Problem to solve: Could you write out the stretch of the listing below, from the line containing "occurrence of spare" through the line containing "top-left (1078, 647), bottom-right" (both included), keeping the request lines and shifting every coordinate in the answers by -83?

Supplied records:
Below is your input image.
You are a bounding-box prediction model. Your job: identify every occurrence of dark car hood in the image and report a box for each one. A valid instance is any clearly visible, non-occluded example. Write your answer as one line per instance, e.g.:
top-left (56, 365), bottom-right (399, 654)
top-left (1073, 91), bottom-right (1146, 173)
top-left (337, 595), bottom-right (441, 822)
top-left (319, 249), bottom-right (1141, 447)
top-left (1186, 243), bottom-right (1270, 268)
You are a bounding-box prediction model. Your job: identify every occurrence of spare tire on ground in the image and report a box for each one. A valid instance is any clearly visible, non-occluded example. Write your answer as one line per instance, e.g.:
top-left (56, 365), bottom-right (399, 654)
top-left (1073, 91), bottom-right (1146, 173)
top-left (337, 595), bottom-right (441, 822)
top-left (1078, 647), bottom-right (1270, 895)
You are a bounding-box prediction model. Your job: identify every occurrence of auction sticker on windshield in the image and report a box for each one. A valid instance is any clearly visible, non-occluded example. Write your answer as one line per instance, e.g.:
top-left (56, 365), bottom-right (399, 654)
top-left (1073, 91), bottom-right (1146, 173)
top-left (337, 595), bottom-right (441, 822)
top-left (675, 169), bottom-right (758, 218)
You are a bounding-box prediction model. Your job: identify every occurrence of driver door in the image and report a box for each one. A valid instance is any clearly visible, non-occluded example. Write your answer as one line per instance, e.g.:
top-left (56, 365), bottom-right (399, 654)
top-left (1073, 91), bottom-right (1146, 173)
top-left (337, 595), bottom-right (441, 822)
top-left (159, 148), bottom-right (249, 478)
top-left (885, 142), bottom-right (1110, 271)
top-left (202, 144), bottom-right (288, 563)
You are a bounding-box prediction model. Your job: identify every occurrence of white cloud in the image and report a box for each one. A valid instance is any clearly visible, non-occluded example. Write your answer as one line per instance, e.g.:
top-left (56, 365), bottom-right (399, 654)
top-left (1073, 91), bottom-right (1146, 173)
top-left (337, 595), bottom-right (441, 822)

Completed exercise:
You are a bounding-box prediction model. Your job: identify every occurrence of spare tire on ground in the image and report a box for each one. A valid instance is any clearly visible, non-occluded example. Write your answer as one line per instance, e.g.:
top-left (56, 365), bottom-right (399, 654)
top-left (1073, 91), bottom-right (1146, 173)
top-left (337, 595), bottom-right (441, 822)
top-left (995, 564), bottom-right (1187, 812)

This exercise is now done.